==== Provided information

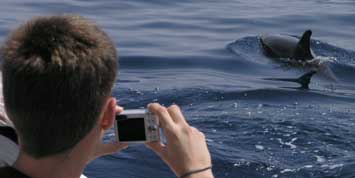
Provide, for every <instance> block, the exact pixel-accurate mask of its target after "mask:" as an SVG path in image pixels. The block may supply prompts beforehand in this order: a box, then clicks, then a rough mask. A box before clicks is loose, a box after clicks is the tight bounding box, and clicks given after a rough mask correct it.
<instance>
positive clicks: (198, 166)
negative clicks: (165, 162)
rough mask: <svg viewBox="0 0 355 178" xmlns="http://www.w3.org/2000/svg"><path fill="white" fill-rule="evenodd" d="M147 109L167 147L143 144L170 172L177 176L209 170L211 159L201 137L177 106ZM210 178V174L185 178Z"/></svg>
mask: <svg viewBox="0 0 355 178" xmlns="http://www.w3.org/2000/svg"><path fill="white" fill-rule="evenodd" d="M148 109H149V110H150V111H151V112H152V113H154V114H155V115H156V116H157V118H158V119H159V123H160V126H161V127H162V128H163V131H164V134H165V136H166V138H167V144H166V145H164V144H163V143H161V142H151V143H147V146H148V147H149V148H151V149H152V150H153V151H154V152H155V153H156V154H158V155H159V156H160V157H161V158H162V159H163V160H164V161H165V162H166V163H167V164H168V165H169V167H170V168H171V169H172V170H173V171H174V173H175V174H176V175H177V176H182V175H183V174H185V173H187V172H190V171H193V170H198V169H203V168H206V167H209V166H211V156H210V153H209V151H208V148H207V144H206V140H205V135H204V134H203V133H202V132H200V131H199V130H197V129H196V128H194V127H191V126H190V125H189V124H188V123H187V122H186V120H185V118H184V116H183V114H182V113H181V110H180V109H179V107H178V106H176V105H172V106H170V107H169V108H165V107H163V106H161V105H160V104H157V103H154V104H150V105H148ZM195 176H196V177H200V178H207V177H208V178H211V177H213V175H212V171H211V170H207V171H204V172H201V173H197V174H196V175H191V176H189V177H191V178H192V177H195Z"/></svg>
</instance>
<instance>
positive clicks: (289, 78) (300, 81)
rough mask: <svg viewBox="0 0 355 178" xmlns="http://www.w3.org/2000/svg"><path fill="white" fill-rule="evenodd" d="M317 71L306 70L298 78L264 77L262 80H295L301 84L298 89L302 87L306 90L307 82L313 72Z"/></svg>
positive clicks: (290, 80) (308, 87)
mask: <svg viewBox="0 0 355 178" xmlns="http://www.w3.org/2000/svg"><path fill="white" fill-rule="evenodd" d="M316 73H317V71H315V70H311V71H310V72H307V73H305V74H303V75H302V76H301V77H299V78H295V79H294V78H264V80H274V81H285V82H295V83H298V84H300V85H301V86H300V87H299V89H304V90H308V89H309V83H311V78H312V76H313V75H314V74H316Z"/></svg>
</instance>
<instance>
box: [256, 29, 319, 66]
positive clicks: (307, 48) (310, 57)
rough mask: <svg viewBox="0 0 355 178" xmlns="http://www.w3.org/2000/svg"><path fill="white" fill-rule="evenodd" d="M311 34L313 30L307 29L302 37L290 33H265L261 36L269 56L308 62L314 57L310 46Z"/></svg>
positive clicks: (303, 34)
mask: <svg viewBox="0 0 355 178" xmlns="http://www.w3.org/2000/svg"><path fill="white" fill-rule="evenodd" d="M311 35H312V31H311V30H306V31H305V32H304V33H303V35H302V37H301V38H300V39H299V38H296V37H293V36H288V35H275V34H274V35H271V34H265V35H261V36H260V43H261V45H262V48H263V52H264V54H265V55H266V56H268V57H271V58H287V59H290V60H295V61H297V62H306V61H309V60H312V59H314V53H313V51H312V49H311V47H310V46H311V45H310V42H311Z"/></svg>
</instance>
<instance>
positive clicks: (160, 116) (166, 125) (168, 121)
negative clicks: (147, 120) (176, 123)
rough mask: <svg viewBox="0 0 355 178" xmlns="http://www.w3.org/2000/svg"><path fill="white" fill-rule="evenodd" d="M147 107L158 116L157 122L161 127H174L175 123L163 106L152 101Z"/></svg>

========

Give only the number of lines in the data above that contain the string "clicks".

9